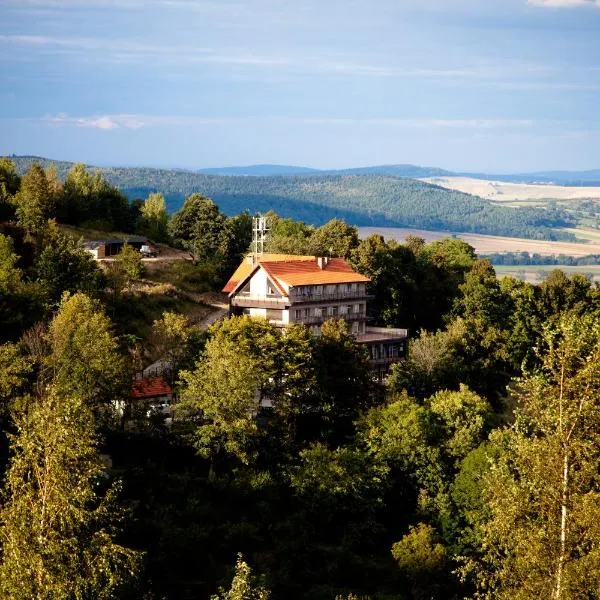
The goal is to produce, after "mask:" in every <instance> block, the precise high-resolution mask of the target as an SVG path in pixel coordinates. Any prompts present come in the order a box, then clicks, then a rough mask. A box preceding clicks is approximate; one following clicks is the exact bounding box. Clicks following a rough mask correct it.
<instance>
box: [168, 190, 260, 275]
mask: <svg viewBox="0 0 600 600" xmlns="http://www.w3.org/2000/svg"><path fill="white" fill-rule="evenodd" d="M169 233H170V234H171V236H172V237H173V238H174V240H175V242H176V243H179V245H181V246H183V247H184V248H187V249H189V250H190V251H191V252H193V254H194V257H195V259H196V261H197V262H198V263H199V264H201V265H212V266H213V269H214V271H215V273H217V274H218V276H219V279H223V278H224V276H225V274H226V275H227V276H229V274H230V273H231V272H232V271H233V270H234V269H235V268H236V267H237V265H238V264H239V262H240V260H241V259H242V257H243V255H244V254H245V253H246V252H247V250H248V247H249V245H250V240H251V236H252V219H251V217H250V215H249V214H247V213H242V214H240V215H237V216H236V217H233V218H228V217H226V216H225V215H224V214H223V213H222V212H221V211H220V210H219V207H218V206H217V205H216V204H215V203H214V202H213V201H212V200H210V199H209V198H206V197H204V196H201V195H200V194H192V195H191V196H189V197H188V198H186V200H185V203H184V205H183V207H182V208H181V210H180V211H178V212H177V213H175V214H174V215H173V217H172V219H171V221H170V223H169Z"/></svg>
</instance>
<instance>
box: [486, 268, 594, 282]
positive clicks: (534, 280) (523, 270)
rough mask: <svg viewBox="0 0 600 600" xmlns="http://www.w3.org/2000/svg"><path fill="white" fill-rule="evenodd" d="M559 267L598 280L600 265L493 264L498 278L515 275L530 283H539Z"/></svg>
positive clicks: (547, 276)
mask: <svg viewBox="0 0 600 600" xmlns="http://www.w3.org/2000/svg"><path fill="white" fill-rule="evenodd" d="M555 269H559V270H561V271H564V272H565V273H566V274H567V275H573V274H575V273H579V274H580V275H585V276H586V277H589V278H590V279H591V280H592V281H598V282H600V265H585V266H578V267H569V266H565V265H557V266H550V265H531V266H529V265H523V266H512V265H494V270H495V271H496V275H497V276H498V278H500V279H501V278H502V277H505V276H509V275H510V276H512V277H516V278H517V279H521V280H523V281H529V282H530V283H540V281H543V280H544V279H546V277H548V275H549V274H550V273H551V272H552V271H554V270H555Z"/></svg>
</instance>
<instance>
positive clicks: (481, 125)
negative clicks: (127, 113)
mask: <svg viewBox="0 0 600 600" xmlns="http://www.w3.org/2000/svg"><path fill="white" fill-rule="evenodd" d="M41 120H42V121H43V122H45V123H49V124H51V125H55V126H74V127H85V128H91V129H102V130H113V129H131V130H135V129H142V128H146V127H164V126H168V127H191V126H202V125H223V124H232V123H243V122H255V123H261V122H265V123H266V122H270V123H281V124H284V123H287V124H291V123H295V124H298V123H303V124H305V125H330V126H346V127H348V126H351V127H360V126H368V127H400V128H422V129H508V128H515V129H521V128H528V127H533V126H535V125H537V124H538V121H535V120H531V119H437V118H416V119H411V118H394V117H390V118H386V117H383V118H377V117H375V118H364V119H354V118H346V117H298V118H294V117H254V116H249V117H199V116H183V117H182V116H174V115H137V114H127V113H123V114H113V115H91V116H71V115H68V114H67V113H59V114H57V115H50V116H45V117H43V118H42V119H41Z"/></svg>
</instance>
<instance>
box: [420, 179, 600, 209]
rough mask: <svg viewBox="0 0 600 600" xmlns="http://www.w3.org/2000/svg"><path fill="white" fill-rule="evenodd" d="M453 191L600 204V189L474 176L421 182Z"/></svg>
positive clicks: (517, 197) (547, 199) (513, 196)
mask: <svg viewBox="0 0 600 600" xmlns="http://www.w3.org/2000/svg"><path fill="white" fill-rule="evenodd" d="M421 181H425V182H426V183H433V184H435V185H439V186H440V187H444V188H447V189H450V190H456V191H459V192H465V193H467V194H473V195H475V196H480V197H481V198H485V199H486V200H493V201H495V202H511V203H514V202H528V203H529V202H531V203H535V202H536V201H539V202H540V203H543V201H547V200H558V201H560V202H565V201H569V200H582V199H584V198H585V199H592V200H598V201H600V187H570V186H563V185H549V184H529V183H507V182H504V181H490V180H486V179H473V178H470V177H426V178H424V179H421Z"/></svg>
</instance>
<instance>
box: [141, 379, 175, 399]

=-=-=

* _Aim of the exercise_:
Collect the complete line wherever the string "rough" appears in the records.

* _Result below_:
The goal is to produce, after "mask:" in every <instance> block, the precise high-resolution mask of the target as an SVG path in pixel coordinates. Any prompts present come in the order a box, then clicks, then a rough mask. A box preceding clicks is approximate; one following clicks is the exact bounding box. Clicks following a rough mask correct it.
rough mask: <svg viewBox="0 0 600 600" xmlns="http://www.w3.org/2000/svg"><path fill="white" fill-rule="evenodd" d="M559 267L598 280L600 265L493 264L498 278L515 275L530 283H539Z"/></svg>
rough mask: <svg viewBox="0 0 600 600" xmlns="http://www.w3.org/2000/svg"><path fill="white" fill-rule="evenodd" d="M453 191L600 204V189L474 176L421 182Z"/></svg>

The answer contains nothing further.